» **TEXTO APRESENTADO**:

>>

A ata notarial como prova judicial: Técnica qualificada ou formalismo exagerado?
A ata notarial ganha destaque como prova robusta, mas exige uso técnico e crítico para não se tornar mero formalismo desvinculado do contraditório e da verdade dos fatos.
segunda-feira, 19 de maio de 2025
Atualizado às 11:05
Introdução: A ata notarial em tempos de volatilidade probatória
Em um ambiente processual cada vez mais marcado por provas digitais, alta litigiosidade e narrativas construídas com elementos fragmentários, a ata notarial ressurge como meio de prova qualificado e de fé pública, capaz de conferir densidade técnica e segurança jurídica à instrução probatória.
Contudo, seu uso crescente impõe uma análise crítica: quais são os reais limites de sua eficácia probatória? Em que medida a ata, lavrada por notário à vista de uma parte, pode ser considerada prova suficiente? E quando seu uso, desprovido de método, transforma-se em um ritual formal carente de substância?

<<

» **TAREFA A**:
Quais linhas dos registros contêm a palavra "surface"? Extraia todas elas, diferenciando maiúsculas de minúsculas.

» **CONJUNTO DE DADOS**:
>>

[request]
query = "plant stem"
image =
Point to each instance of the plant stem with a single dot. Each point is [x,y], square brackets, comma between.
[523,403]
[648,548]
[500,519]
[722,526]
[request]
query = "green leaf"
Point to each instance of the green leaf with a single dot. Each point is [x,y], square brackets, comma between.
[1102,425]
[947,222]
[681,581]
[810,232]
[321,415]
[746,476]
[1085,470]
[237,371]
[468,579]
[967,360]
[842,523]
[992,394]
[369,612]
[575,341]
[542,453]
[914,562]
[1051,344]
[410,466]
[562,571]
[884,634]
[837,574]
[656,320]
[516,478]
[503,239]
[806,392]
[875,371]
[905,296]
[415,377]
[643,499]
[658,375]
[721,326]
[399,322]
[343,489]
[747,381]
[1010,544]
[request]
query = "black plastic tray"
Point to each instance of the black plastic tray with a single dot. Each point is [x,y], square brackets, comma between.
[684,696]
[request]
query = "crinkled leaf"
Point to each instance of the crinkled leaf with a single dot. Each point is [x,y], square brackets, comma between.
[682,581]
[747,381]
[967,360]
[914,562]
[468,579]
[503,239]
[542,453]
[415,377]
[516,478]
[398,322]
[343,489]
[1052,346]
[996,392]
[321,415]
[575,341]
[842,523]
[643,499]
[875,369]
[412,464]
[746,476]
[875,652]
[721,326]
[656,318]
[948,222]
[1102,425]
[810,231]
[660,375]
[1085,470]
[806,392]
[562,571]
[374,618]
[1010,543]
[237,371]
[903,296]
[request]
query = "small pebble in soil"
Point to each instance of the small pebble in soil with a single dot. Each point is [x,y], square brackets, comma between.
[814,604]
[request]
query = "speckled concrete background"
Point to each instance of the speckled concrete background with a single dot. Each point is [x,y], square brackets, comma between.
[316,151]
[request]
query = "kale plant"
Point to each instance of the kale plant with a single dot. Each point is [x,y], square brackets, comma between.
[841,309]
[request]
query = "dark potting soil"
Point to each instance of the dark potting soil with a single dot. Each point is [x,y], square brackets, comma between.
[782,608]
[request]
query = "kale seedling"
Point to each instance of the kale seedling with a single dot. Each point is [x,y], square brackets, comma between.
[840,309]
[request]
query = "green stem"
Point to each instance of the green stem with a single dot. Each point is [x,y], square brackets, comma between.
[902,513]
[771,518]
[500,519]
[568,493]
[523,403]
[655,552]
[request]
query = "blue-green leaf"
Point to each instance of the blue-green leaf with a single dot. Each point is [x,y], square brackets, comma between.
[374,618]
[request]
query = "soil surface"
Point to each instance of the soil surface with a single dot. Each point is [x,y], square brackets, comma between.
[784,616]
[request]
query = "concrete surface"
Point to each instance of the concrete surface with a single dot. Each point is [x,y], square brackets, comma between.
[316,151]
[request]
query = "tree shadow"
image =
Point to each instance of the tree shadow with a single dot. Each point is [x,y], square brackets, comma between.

<<

» **TAREFA B**:
Cite na íntegra o texto sobre a ata notarial, sem mudar nenhuma palavra.

» **RESPOSTA FINAL A**:
query = "soil surface"
Point to each instance of the soil surface with a single dot. Each point is [x,y], square brackets, comma between.
query = "concrete surface"
Point to each instance of the concrete surface with a single dot. Each point is [x,y], square brackets, comma between.

» **RESPOSTA FINAL B**:
A ata notarial como prova judicial: Técnica qualificada ou formalismo exagerado?
A ata notarial ganha destaque como prova robusta, mas exige uso técnico e crítico para não se tornar mero formalismo desvinculado do contraditório e da verdade dos fatos.
segunda-feira, 19 de maio de 2025
Atualizado às 11:05
Introdução: A ata notarial em tempos de volatilidade probatória
Em um ambiente processual cada vez mais marcado por provas digitais, alta litigiosidade e narrativas construídas com elementos fragmentários, a ata notarial ressurge como meio de prova qualificado e de fé pública, capaz de conferir densidade técnica e segurança jurídica à instrução probatória.
Contudo, seu uso crescente impõe uma análise crítica: quais são os reais limites de sua eficácia probatória? Em que medida a ata, lavrada por notário à vista de uma parte, pode ser considerada prova suficiente? E quando seu uso, desprovido de método, transforma-se em um ritual formal carente de substância?